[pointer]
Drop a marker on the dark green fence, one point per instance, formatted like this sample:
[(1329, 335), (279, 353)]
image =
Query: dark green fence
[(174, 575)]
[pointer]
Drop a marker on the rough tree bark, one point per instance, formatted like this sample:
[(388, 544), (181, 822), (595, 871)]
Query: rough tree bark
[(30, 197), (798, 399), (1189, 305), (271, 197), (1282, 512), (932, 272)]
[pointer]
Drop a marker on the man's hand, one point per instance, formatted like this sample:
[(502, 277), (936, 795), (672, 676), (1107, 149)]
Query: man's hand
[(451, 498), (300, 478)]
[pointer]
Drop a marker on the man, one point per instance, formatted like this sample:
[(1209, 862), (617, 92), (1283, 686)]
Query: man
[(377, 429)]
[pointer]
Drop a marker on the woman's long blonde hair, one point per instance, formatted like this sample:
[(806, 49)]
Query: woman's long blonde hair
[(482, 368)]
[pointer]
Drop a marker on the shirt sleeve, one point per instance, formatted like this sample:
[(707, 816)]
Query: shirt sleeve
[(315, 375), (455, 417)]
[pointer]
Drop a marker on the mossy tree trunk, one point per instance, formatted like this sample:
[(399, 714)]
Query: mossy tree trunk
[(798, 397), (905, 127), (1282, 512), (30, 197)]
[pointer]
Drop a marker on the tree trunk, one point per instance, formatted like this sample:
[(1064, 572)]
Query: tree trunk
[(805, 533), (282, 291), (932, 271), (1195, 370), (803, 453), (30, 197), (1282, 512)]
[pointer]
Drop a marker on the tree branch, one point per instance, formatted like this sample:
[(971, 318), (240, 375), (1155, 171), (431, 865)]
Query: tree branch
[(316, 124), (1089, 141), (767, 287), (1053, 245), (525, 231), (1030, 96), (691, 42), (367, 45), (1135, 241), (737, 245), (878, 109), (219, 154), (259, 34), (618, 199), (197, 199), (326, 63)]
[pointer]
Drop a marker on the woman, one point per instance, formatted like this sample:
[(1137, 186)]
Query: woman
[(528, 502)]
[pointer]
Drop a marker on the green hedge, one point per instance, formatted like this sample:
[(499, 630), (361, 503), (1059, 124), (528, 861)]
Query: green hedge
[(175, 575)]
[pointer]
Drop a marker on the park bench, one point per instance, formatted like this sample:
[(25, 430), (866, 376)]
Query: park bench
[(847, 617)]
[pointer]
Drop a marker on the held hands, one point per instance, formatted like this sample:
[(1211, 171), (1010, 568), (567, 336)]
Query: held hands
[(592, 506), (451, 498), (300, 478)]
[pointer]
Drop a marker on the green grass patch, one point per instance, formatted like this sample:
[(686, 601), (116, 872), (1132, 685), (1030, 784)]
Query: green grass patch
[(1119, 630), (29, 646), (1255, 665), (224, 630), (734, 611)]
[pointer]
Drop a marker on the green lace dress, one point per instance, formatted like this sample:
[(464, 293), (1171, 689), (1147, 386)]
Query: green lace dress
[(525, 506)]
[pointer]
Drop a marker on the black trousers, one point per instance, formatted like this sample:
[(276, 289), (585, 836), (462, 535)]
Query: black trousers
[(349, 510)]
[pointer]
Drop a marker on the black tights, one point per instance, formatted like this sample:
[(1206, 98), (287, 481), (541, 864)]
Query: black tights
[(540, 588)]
___
• **PROBLEM STATEMENT**
Output every line of the items above as a Markdown table with the columns Row and Line. Number the rows in order and skip any blank lines.

• **RESPONSE**
| Row | Line |
|---|---|
| 1 | [pointer] |
| 2 | Drop a marker on the dark green fence, one point per instance, formatted like this sample: |
| 3 | [(1329, 335), (279, 353)] |
| 4 | image = |
| 5 | Query: dark green fence |
| 6 | [(174, 575)] |
| 7 | [pointer] |
| 8 | Drop a marker on the rough tree bark, one point per instance, formatted like this sample: |
| 9 | [(388, 544), (181, 822), (595, 871)] |
| 10 | Query: rough tree bark |
| 11 | [(30, 197), (798, 399), (1189, 305), (271, 197), (1282, 512), (932, 272)] |
| 12 | [pointer] |
| 13 | Drop a marker on the man's hand, one point per instance, formatted like this sample: |
| 14 | [(502, 277), (936, 795), (672, 676), (1107, 149)] |
| 15 | Query: man's hand |
| 16 | [(451, 498), (300, 478)] |
| 17 | [pointer] |
| 18 | Drop a marker on the man, one point per instance, formatted like this sample: |
| 19 | [(1209, 862), (617, 92), (1283, 686)] |
| 20 | Query: man |
| 21 | [(377, 429)] |
| 22 | [pointer] |
| 23 | Drop a marker on the woman's long blonde hair, one point per instance, formatted like this sample: |
| 24 | [(806, 49)] |
| 25 | Query: woman's long blonde hair |
| 26 | [(482, 368)] |
| 27 | [pointer] |
| 28 | Drop a marker on the shirt sleeve, one point per instance, formatted like this sample: |
| 29 | [(707, 816)] |
| 30 | Query: shirt sleeve |
| 31 | [(315, 375), (455, 417)] |
| 32 | [pointer] |
| 33 | Drop a marker on the mossy tree trunk, one point per instance, formatted like this sample: |
| 34 | [(399, 714)] |
| 35 | Query: mossy tree trunk |
| 36 | [(798, 397), (905, 127), (1282, 512), (30, 197)] |
| 37 | [pointer] |
| 38 | Drop a marker on the tree trunk, one point per instance, formatted like this sample: |
| 39 | [(1064, 572)] |
| 40 | Query: tree trunk |
| 41 | [(805, 533), (282, 291), (932, 271), (1195, 370), (803, 453), (30, 197), (1282, 512)] |
| 42 | [pointer] |
| 43 | Drop a marker on the tree branch, one point per instance, formatted like this sample: |
| 44 | [(971, 318), (240, 375), (1155, 171), (431, 865)] |
| 45 | Query: tree branch |
| 46 | [(316, 124), (1089, 141), (767, 287), (1053, 245), (525, 231), (1030, 96), (691, 42), (367, 45), (1135, 241), (737, 245), (878, 109), (219, 154), (259, 34), (618, 199), (197, 199), (326, 63)] |
| 47 | [pointer] |
| 48 | Drop a marker on the woman, one point per instance, formatted like this sample: |
| 49 | [(1137, 186)] |
| 50 | Query: woman |
| 51 | [(528, 502)] |
| 52 | [pointer] |
| 53 | Drop a marker on the green hedge, one point per instance, formatted like this sample: |
| 54 | [(499, 630), (361, 503), (1059, 124), (528, 861)] |
| 55 | Query: green hedge |
| 56 | [(175, 575)] |
| 57 | [pointer] |
| 58 | Drop a marker on the park bench, one point per instance, formatted like this sample: |
| 59 | [(25, 430), (866, 376)] |
| 60 | Query: park bench |
| 61 | [(847, 617)] |
| 62 | [pointer] |
| 63 | Drop a marker on the held hands, one point per instance, formatted like this sample: |
| 64 | [(1211, 171), (1010, 568), (567, 336)] |
| 65 | Query: held hands |
| 66 | [(592, 506), (451, 498), (300, 478)] |
| 67 | [pointer] |
| 68 | Drop a marker on the green grass patch, one point per instance, formatted like this sample: |
| 69 | [(686, 601), (116, 872), (1132, 685), (1030, 784)] |
| 70 | Query: green grass patch |
| 71 | [(1119, 630), (29, 646), (1255, 665), (224, 630), (734, 611)] |
| 72 | [pointer] |
| 73 | Drop a marker on the green lace dress, one point per instance, formatted like this sample: |
| 74 | [(464, 293), (1171, 689), (1147, 386)] |
| 75 | Query: green lace dress |
| 76 | [(525, 506)] |
| 77 | [pointer] |
| 78 | Drop a marker on the black trousers, one point per instance, formatted like this sample: |
| 79 | [(276, 289), (585, 836), (462, 535)] |
| 80 | Query: black trousers |
| 81 | [(349, 510)] |
| 82 | [pointer] |
| 83 | Drop a marker on the black tights, one point per instance, formatted like this sample: |
| 84 | [(1206, 98), (287, 481), (541, 864)] |
| 85 | Query: black tights |
| 86 | [(540, 588)] |